• **WHAT IS BEING ASKED**
Reproduce, verbatim, the lines in the entries below from the line containing "of the jean" through the line containing "Phrase: jean leg", inclusive.

• **Dataset records**

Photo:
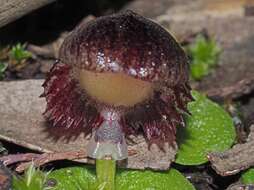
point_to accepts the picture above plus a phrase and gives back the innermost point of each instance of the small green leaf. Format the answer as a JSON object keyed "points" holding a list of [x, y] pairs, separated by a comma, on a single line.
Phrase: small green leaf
{"points": [[19, 53], [74, 178], [3, 67], [204, 54], [33, 179], [248, 177], [81, 178], [208, 129]]}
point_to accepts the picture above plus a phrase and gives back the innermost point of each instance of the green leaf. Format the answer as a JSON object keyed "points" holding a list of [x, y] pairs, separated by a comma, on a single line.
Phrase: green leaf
{"points": [[3, 67], [204, 54], [248, 177], [74, 178], [19, 53], [77, 178], [208, 129]]}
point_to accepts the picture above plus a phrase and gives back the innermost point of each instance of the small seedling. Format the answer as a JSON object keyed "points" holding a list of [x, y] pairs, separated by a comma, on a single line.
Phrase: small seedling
{"points": [[3, 67], [19, 53], [204, 54]]}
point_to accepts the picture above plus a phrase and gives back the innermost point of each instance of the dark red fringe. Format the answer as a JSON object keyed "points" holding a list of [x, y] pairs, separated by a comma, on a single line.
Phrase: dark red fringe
{"points": [[69, 113]]}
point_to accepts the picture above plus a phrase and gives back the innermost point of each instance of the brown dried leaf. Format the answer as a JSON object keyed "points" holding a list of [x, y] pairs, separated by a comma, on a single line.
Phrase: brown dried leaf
{"points": [[21, 122]]}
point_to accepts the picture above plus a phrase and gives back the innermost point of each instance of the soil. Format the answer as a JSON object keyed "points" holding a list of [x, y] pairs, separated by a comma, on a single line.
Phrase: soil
{"points": [[44, 29]]}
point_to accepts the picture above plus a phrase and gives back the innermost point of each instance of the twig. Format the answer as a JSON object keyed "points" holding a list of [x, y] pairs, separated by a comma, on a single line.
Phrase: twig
{"points": [[11, 10], [15, 158], [238, 158], [234, 91]]}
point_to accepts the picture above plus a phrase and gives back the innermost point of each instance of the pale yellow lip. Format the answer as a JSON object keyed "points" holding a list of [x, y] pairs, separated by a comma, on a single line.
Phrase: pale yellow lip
{"points": [[115, 88]]}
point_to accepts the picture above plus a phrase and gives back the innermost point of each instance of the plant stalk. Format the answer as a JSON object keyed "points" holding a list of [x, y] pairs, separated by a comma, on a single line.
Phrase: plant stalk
{"points": [[105, 171]]}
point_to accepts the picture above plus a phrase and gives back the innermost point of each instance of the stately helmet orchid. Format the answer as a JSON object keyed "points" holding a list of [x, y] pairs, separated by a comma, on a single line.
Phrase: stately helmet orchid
{"points": [[116, 76]]}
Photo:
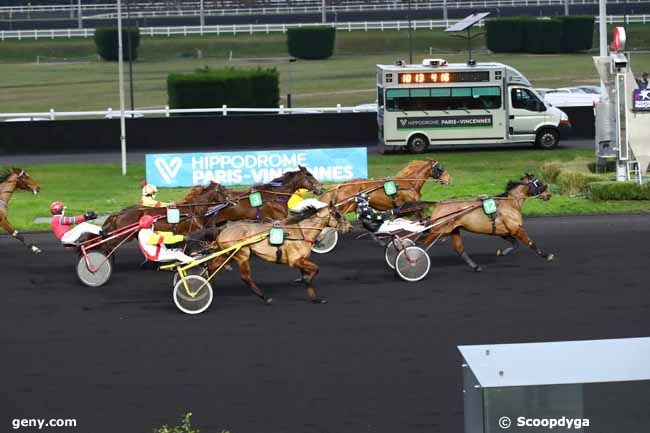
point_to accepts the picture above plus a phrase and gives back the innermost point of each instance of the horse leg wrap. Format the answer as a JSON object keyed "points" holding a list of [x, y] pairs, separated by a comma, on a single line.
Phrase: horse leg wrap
{"points": [[469, 260], [278, 255]]}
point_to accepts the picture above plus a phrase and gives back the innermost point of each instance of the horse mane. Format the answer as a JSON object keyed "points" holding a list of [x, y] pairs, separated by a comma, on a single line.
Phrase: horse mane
{"points": [[199, 190], [309, 211], [281, 180], [4, 174], [510, 186], [411, 167]]}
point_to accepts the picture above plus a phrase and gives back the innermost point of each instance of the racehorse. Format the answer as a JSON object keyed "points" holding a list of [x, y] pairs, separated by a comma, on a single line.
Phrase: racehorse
{"points": [[409, 182], [192, 208], [275, 196], [301, 231], [507, 222], [10, 181]]}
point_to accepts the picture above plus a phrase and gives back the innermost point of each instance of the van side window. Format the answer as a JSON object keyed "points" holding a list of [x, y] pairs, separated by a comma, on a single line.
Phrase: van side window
{"points": [[526, 100], [444, 99]]}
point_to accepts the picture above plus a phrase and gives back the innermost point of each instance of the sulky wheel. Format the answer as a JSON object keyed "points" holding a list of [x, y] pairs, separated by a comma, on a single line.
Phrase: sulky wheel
{"points": [[393, 248], [326, 241], [412, 263], [201, 271], [194, 299], [94, 269]]}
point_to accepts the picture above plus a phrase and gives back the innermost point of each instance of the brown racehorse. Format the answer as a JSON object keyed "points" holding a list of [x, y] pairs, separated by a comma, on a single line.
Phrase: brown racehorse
{"points": [[301, 232], [10, 181], [192, 208], [275, 196], [507, 222], [409, 181]]}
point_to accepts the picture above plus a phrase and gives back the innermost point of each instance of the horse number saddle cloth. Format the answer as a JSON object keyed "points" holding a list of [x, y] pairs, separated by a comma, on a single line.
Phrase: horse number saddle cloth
{"points": [[255, 199], [390, 188], [276, 236], [489, 205]]}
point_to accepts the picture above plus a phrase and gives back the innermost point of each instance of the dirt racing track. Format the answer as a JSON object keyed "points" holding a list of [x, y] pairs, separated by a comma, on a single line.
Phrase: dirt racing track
{"points": [[379, 357]]}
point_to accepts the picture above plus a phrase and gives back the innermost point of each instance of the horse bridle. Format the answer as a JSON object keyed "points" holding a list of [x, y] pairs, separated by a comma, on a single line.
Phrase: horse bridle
{"points": [[437, 170]]}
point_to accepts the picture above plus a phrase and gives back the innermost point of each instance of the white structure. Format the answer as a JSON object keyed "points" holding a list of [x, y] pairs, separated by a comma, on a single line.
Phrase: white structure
{"points": [[437, 103], [622, 124]]}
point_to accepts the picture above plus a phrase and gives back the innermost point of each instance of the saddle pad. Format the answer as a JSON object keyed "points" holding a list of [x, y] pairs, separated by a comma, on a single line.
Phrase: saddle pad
{"points": [[255, 199], [276, 236], [489, 206], [173, 215], [390, 188]]}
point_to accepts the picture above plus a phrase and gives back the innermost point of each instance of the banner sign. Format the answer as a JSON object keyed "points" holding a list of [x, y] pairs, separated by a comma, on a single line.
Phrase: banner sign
{"points": [[477, 121], [253, 167], [641, 98]]}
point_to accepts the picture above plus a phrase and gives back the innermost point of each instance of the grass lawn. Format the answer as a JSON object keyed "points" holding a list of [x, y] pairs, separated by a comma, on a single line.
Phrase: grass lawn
{"points": [[100, 187], [347, 79]]}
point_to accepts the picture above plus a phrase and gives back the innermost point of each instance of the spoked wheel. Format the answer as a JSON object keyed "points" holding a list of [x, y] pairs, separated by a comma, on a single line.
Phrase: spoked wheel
{"points": [[393, 248], [94, 269], [201, 271], [412, 263], [196, 298], [326, 241]]}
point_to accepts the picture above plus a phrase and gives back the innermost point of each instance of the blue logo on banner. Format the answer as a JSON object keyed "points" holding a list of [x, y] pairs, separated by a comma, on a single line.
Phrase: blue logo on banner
{"points": [[248, 168]]}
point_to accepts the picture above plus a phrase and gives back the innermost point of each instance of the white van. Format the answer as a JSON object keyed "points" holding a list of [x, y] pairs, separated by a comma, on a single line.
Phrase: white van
{"points": [[441, 104]]}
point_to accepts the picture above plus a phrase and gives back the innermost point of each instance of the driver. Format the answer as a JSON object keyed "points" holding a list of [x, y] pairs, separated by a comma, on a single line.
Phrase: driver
{"points": [[153, 244], [381, 222], [148, 199], [63, 229]]}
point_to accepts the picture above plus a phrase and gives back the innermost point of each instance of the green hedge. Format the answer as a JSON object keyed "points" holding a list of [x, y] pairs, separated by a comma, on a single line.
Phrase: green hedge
{"points": [[619, 191], [311, 43], [577, 33], [504, 35], [208, 88], [106, 42], [540, 35]]}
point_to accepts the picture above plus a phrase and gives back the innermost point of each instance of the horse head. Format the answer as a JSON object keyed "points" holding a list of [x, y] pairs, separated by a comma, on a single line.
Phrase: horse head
{"points": [[439, 173], [302, 178], [536, 188], [337, 220], [24, 181]]}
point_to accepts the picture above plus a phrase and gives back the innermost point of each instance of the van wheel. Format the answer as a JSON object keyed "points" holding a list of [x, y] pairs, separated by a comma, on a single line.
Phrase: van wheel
{"points": [[417, 144], [547, 139]]}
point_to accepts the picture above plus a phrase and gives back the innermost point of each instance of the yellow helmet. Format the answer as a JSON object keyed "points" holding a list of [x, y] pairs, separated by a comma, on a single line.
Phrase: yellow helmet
{"points": [[149, 190]]}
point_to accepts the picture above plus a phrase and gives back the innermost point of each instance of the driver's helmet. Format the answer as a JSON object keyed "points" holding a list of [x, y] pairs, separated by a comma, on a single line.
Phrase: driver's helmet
{"points": [[56, 208], [149, 190], [362, 199], [146, 221]]}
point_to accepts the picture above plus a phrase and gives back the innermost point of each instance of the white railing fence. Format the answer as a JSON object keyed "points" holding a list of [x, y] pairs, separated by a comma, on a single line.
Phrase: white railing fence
{"points": [[236, 29], [224, 110], [271, 5]]}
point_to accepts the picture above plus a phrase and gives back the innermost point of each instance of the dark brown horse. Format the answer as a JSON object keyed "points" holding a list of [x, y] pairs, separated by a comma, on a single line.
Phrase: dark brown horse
{"points": [[450, 216], [10, 181], [409, 182], [275, 196], [192, 207], [301, 232]]}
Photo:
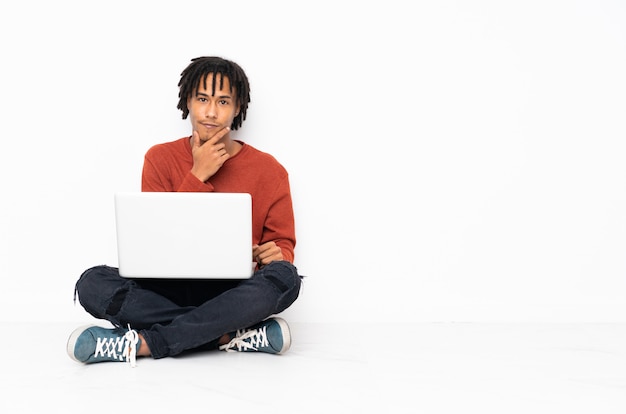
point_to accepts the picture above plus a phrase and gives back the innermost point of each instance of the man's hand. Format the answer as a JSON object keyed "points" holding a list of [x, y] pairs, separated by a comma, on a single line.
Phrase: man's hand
{"points": [[208, 156], [266, 253]]}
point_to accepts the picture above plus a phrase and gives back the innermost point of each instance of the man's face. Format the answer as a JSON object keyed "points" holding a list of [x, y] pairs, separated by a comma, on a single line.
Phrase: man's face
{"points": [[210, 111]]}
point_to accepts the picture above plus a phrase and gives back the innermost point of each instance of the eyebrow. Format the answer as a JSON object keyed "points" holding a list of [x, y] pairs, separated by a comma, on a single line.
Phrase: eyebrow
{"points": [[198, 93]]}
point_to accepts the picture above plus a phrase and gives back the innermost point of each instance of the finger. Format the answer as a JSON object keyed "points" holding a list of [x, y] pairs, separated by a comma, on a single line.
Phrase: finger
{"points": [[195, 139], [218, 135]]}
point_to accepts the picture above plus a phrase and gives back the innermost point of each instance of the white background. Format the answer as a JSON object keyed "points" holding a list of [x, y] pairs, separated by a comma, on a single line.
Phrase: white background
{"points": [[449, 160]]}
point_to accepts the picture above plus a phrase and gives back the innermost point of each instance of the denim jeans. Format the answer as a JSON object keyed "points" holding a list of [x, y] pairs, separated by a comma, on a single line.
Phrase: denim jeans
{"points": [[179, 315]]}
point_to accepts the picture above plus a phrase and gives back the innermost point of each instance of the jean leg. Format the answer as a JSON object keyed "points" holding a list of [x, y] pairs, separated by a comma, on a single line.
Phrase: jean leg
{"points": [[270, 290], [106, 295]]}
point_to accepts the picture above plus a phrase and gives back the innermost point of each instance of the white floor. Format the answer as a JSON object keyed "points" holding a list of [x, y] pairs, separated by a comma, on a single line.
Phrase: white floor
{"points": [[419, 368]]}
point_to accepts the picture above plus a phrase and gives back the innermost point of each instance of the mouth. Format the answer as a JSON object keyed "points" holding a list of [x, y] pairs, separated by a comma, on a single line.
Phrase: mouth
{"points": [[209, 126]]}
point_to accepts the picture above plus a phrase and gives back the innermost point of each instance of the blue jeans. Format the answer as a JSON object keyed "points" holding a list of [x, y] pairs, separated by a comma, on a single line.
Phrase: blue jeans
{"points": [[180, 315]]}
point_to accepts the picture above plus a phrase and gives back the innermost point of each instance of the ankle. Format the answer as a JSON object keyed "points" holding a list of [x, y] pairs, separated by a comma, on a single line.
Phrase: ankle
{"points": [[144, 349]]}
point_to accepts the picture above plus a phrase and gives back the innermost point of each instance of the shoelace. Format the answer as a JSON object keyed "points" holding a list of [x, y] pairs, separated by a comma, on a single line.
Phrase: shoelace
{"points": [[122, 347], [247, 340]]}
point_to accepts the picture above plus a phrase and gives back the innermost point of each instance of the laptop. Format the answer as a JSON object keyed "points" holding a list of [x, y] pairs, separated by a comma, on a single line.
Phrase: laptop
{"points": [[184, 235]]}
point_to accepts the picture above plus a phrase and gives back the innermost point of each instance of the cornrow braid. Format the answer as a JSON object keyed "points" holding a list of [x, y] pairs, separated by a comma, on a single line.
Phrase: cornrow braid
{"points": [[198, 70]]}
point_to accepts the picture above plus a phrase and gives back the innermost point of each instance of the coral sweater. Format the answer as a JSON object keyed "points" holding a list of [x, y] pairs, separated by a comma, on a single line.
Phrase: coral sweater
{"points": [[167, 167]]}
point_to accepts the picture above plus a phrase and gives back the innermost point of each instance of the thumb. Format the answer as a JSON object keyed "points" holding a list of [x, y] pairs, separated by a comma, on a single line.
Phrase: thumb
{"points": [[195, 139]]}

• **RESPONSE**
point_to accepts the picture above plus a phrase and gives back the innermost point of each instance of the jean leg. Format the answer as a JSON object keyed "points" holding a list of [x, y] pairs, separated by a comma, on a single line.
Phrase: jean leg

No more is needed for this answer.